+++ Task material +++
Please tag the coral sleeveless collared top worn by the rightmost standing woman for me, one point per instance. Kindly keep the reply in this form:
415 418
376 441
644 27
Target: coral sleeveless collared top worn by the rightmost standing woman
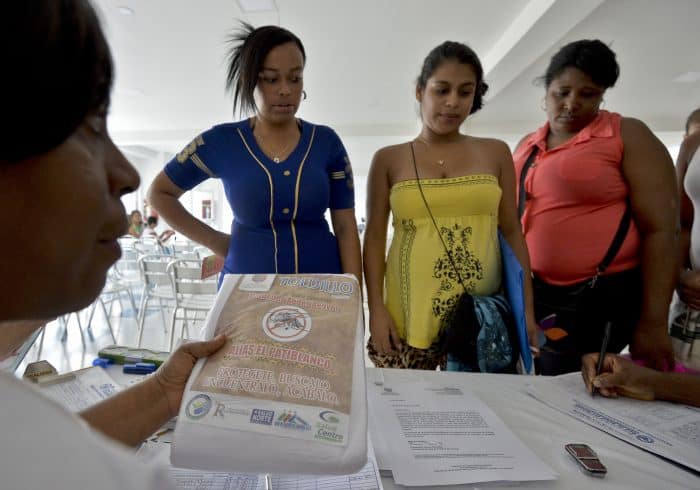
576 197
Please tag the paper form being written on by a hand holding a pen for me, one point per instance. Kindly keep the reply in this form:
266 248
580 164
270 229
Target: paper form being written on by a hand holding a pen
666 429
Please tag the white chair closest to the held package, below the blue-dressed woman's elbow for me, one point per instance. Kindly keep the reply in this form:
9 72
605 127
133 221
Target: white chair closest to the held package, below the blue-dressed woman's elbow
192 294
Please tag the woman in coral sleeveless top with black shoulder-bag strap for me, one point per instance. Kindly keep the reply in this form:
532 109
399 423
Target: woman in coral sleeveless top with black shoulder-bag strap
581 173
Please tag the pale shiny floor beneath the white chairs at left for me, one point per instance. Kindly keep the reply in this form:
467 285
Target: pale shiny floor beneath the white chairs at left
69 354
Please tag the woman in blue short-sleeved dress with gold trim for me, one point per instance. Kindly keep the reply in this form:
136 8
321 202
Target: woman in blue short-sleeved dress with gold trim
280 173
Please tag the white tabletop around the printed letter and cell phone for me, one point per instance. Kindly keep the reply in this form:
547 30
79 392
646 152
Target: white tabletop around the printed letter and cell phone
546 430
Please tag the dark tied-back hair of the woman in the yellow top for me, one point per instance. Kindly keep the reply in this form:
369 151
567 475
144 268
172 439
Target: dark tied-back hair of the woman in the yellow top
451 50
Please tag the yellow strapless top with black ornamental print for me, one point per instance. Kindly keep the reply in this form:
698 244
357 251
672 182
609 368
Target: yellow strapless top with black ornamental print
421 284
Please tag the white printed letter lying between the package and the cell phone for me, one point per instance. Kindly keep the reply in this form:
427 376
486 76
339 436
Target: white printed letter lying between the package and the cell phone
445 435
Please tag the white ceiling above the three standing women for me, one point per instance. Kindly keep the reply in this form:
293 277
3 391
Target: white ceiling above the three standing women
364 55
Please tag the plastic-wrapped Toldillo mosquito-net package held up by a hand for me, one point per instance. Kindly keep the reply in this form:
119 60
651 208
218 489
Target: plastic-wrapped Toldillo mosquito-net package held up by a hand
286 394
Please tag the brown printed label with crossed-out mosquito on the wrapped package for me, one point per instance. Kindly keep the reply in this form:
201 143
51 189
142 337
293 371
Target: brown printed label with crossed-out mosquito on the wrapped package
286 367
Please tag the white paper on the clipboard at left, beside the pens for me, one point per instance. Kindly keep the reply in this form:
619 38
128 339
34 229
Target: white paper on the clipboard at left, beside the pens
87 387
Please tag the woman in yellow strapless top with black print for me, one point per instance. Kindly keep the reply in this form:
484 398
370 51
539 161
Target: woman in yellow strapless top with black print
469 184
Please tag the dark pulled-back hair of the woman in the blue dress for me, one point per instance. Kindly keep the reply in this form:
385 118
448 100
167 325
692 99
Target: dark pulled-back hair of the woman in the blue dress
249 46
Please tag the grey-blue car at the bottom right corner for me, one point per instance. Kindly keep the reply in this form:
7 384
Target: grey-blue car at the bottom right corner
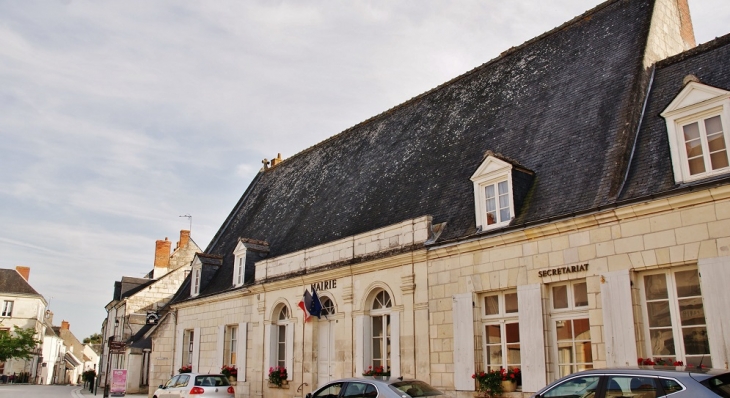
641 382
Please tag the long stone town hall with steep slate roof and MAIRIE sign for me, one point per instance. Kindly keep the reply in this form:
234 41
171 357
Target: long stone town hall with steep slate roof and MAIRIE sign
561 207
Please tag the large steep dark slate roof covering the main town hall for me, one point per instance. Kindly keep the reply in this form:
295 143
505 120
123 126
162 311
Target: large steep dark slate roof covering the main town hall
564 105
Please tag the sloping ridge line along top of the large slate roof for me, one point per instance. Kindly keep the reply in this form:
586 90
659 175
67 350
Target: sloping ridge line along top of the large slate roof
501 56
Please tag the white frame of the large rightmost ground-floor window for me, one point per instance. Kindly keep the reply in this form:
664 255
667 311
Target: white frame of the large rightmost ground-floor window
674 312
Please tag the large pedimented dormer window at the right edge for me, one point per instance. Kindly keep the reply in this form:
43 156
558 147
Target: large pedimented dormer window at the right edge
698 121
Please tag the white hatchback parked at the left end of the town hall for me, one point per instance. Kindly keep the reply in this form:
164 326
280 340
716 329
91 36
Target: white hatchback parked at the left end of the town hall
195 385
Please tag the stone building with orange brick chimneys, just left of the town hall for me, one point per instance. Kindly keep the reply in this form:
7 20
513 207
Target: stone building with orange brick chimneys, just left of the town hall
137 304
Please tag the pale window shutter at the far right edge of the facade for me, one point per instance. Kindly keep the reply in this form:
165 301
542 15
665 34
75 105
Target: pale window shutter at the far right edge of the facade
714 274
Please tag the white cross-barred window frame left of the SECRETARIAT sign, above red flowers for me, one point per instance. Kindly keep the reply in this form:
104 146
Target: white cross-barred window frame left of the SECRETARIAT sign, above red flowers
502 318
+++
- Exercise goal: Verbatim repetition of the entries is required, excluding any pictures.

- Result for this exercise:
Please tag the coral sleeveless collared top worn by the rightmost standing woman for me, one point per instance. Kindly keep the reply in this form:
415 418
376 441
644 27
Target: coral sleeveless collared top worn by the rightmost standing woman
576 197
Please tag the paper form being written on by a hand holding a pen for me, one point per instance. Kindly keep the reply in this form:
266 248
580 164
270 229
Target: paper form being written on by a hand holding a pen
666 429
Please tag the white chair closest to the held package, below the blue-dressed woman's elbow for me, one point per instance. Kindly keep the reply in this form:
9 72
605 127
133 221
Target: white chair closest to the held package, below the blue-dressed woman's elbow
192 294
Please tag the woman in coral sleeveless top with black shoulder-bag strap for me, one point per instance. Kindly keep the reply in this form:
532 109
399 423
Target: woman in coral sleeveless top with black shoulder-bag strap
581 173
Please tag the pale shiny floor beneath the white chairs at left for me, one point per instance. Kindly keep the reply in this form:
467 285
Target: pale shiny floor beneath the white chairs at left
69 354
Please tag the woman in blue short-sleeved dress with gold trim for me, one point per instance. Kindly keep the reply in this form:
136 8
321 202
Target: woman in blue short-sleeved dress with gold trim
280 173
Please tag the white tabletop around the printed letter and cell phone for me, one point per instance. Kindly keep the reply in this form:
547 30
79 392
646 152
Target: white tabletop around the printed letter and cell phone
546 430
Please tag the dark tied-back hair of the woman in the yellow top for me, one point per instance. Kindly keep the reply in this form:
369 151
567 475
144 268
172 439
Target: dark tied-back hair of the woman in the yellow top
451 50
Please tag the yellow strapless top with black ornamental print for me, one point per instance. Kindly keep the reply in this form:
698 244
357 251
672 182
609 368
Target: yellow strapless top with black ornamental print
421 284
Please tag the white printed letter lying between the package and the cell phone for me, one point per instance. Kindly keep the reply in this form:
427 376
486 76
339 436
Target: white printed letter lying between the package and the cell phone
445 435
Please tag the white ceiling above the three standing women for me, one point per instance. Kindly keep the reply in this form:
293 277
3 391
Target: white ceiling above the three standing women
364 55
Please tag the plastic-wrapped Toldillo mosquito-net package held up by a hand for me, one point per instance. Kindly keep the reply in this form:
119 60
651 208
218 489
Target: plastic-wrapped Toldillo mosquito-net package held up by a hand
286 394
Please tag the brown printed label with crossed-out mosquito on the wrapped package for me, one point per instance. Kindly keep the reply in this form:
201 143
51 189
142 337
293 371
Target: brown printed label with crossed-out mosquito on the wrapped package
286 367
Please tag the white paper on the clipboard at left, beside the pens for me, one point per instance. Kindly keep the reply in this form:
619 38
128 339
34 229
Target: white paper on the clipboard at left, beside the pens
87 387
Please tag the woman in yellow strapless top with black print for me, one point per instance. Kindly keep the reply in this form:
484 398
370 51
539 161
Target: woman in yellow strapless top with black print
469 184
Please tag the dark pulled-back hair of the woman in the blue dress for me, one point per instance. Kindly keep the reply in this form:
385 118
448 100
167 325
692 99
Target: dark pulled-back hair of the woman in the blue dress
249 46
Please tag the grey-blue car at the bottom right corner for me, one point per instance. Kindly keep the reply in this form:
7 384
Target: grey-blue car at the bottom right corner
641 382
Please tag the long stone town hall with steep slate roof and MAIRIE sign for me, one point per instance. Kindly keep the reply in this form:
234 41
171 357
Target: long stone town hall with steep slate roof and MAIRIE sign
561 207
Please tag the large steep dark slate roof covering the main town hall for me, one point per instance. Kindly keep the reply in this form:
295 143
505 120
123 126
162 311
Target: large steep dark slate roof covering the main town hall
564 105
Please tag the sloping ridge line along top of the large slate roof for me, one point per instance. Kindly keep the reply in this form:
586 90
659 175
67 350
Target: sloping ridge line along top of the large slate roof
501 56
Please tag the white frame of the large rightmost ground-floor window for me, one point per instance. Kindly keep the reply in this form:
664 255
667 311
Target: white frame of the large rightmost ground-floor window
674 312
Please tag the large pedimented dormer window at the right edge for me, one point per instance. Kindly keep the reply in this form:
43 156
558 147
Target: large pedimented dormer window at the right edge
698 121
Please tag the white hatchback parked at the left end of the town hall for me, one point per instance. Kindly keep the reply in this form:
164 326
280 340
716 329
91 36
Target: white hatchback parked at the left end of the town hall
195 385
Please tag the stone building with orange brick chimneys, just left of the town hall for me, one point per instance. Kindly keep the reply in this form:
7 20
513 207
Target: stone building with orange brick chimneys, just left of the town hall
137 304
Please tag the pale window shutter at the far right edge of the facade for me, one point per instance. Kindly keep the reply in this form:
165 301
542 15
665 34
75 105
Target: pale window shutter at the far right edge of the facade
714 274
Please tag the white cross-barred window frame left of the SECRETARIAT sign, above red flowers for me, one point per instance. Kindly keep the reply in this form:
104 146
Target: white cross-barred window frame left of the SECRETARIAT sign, above red flowers
502 318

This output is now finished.